(Provided entries):
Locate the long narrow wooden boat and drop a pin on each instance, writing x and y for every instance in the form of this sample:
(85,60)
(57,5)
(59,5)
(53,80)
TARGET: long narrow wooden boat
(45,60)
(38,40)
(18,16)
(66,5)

(Task requirements): Copy out each line exactly.

(Result of this task):
Locate the long narrow wooden boat and drop a pin on each instance, writing x and y for every instance in the form of this sample:
(85,60)
(57,5)
(59,5)
(53,80)
TARGET: long narrow wooden boat
(45,60)
(38,40)
(18,16)
(66,5)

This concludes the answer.